| Prompt |
Each line of the entries, from the first to the line containing "Target: pagoda eave tier", is to be transcribed exactly as it stands; include no other lines.
Segment Open
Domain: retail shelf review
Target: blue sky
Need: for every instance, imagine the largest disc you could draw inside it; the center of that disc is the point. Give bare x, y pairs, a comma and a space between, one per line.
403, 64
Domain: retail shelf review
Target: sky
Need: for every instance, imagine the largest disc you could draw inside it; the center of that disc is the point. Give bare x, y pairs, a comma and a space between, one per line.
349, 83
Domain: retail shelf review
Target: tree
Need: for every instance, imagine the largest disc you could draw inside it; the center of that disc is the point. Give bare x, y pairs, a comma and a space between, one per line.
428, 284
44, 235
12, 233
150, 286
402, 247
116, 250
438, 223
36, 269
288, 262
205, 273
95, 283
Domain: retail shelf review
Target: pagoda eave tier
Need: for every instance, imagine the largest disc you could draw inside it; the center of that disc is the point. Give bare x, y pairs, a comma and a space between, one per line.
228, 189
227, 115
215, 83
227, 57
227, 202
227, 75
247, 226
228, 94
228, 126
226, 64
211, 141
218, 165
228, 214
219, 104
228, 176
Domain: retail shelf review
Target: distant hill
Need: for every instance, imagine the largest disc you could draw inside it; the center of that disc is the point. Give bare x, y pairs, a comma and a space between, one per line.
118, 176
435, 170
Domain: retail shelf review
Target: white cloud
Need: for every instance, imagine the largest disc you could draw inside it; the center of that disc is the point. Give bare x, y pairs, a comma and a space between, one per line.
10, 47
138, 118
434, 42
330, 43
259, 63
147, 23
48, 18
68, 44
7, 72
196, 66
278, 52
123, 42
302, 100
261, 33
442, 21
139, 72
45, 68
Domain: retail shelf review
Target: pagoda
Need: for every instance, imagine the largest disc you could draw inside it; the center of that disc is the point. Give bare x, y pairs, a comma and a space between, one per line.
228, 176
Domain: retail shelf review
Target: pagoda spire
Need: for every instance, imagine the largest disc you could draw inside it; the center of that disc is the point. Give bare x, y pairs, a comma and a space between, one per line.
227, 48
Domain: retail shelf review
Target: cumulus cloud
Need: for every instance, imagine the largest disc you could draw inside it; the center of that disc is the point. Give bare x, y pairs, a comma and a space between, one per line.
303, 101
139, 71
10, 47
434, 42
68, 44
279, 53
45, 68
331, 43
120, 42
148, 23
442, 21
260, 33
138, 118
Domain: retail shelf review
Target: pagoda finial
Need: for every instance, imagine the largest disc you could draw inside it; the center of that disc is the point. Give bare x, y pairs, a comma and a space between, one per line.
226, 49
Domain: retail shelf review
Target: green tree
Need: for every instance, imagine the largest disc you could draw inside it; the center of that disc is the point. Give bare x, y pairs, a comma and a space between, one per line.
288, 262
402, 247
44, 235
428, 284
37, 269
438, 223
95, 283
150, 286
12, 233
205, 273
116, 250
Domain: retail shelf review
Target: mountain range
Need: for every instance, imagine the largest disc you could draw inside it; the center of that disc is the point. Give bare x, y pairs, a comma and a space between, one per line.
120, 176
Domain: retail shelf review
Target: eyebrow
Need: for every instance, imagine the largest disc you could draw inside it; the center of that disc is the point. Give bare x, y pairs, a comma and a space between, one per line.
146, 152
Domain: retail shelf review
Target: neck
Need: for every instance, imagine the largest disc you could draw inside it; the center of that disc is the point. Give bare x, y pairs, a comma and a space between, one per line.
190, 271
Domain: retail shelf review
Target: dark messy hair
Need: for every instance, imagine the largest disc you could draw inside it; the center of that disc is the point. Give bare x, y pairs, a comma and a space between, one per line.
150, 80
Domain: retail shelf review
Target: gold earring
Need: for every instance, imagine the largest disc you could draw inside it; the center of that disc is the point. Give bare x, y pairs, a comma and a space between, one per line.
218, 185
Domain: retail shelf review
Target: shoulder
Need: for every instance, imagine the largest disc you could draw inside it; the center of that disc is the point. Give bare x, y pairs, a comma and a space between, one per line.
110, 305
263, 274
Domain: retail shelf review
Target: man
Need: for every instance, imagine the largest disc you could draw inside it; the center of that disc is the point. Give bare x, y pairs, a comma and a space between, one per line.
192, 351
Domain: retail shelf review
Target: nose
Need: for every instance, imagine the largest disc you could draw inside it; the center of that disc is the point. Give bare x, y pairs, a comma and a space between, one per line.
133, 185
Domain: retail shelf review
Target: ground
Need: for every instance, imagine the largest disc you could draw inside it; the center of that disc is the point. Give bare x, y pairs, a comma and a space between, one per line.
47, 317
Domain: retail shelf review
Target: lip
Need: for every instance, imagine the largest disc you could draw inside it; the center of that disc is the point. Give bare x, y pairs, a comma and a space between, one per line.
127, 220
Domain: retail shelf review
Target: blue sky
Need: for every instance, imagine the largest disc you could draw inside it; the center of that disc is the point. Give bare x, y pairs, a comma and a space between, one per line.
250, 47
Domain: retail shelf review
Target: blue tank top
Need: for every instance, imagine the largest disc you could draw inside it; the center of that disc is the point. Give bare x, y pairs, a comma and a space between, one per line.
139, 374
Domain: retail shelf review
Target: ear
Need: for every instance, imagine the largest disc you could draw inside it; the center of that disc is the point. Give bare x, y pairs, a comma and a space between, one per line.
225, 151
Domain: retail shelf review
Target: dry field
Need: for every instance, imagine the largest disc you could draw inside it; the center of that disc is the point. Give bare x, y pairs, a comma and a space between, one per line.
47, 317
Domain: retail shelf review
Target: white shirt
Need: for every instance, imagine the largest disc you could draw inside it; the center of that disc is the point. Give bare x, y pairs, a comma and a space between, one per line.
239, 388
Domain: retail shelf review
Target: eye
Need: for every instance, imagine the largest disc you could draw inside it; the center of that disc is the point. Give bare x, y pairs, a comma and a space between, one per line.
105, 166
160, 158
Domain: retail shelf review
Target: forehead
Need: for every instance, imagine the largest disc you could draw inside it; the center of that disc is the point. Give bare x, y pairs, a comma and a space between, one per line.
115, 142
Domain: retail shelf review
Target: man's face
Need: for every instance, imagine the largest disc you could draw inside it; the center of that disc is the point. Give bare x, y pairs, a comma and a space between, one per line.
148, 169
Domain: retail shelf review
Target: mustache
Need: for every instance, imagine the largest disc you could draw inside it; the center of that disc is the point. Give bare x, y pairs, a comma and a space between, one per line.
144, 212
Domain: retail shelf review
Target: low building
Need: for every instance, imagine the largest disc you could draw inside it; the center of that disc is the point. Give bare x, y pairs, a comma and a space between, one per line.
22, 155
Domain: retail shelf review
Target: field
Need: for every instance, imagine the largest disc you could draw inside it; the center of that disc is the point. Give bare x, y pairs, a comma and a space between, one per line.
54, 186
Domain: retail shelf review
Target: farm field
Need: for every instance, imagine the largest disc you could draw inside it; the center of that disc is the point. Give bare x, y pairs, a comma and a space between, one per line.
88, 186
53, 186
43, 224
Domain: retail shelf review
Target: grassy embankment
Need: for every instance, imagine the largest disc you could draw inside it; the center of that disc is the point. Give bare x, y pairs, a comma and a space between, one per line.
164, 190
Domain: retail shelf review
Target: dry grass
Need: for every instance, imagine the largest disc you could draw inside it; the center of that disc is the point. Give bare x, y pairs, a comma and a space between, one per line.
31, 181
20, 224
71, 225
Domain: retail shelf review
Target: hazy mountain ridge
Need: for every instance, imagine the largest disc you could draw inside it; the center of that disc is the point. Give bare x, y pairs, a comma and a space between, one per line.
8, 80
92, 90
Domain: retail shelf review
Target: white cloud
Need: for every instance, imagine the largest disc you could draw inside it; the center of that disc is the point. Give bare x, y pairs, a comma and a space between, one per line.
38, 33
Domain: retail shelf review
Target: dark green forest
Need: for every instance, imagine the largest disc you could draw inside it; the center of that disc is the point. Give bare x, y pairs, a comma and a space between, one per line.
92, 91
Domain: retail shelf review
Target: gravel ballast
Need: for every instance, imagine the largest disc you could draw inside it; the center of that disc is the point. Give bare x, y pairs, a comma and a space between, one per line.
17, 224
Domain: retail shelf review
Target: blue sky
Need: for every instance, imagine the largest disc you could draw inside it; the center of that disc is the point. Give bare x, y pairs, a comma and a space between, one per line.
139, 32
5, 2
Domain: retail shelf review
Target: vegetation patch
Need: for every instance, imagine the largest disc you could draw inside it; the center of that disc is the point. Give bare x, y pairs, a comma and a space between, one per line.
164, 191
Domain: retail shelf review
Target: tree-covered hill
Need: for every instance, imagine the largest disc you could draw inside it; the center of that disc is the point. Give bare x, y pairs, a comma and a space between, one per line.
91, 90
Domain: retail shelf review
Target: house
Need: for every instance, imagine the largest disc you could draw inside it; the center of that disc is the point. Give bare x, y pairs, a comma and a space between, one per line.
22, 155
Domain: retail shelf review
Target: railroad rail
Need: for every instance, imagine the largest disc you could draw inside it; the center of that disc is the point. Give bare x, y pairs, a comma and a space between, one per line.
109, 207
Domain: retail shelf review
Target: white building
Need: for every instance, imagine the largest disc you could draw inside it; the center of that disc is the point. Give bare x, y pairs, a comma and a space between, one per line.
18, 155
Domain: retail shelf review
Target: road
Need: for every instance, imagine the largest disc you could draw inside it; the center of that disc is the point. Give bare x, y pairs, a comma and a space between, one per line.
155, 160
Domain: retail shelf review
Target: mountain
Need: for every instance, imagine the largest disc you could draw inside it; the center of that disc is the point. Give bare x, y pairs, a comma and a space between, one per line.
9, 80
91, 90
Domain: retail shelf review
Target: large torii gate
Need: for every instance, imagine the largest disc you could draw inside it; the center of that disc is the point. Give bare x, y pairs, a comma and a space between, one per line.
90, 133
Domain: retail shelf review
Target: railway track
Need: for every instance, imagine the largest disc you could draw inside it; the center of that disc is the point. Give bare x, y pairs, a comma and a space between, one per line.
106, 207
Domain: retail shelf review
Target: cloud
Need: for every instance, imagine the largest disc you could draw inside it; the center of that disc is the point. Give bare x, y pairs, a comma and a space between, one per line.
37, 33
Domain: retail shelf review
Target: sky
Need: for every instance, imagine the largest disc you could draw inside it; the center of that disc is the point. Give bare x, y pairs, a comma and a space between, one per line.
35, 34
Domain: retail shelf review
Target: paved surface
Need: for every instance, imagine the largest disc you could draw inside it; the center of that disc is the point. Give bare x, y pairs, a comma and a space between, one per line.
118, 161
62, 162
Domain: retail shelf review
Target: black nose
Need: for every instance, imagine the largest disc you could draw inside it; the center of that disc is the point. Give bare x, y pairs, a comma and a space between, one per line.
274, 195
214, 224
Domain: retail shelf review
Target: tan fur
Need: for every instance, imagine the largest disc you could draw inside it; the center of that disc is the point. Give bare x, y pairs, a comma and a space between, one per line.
Segment Closed
| Task response |
Domain: retail shelf review
Target: blue sky
Need: for every instance, imagine the largest disc you could draw inside it; the center of that disc is the point. Give bare x, y pairs, a comma and a space between, one per line.
403, 64
Domain: retail shelf review
Target: sky
Need: for every instance, imagine the largest disc you could draw inside it; the center of that disc is the point. Give bare x, y pairs, a comma and a space between, one per line.
349, 83
Domain: retail shelf review
Target: tree
Need: for every instance, imagine the largest disc you could draw inside it; the center of that disc is the point. Give bare x, y pairs, a comma and a space between, one per line.
428, 284
44, 235
12, 233
150, 286
402, 247
116, 250
438, 223
36, 269
288, 262
205, 273
95, 283
Domain: retail shelf review
Target: pagoda eave tier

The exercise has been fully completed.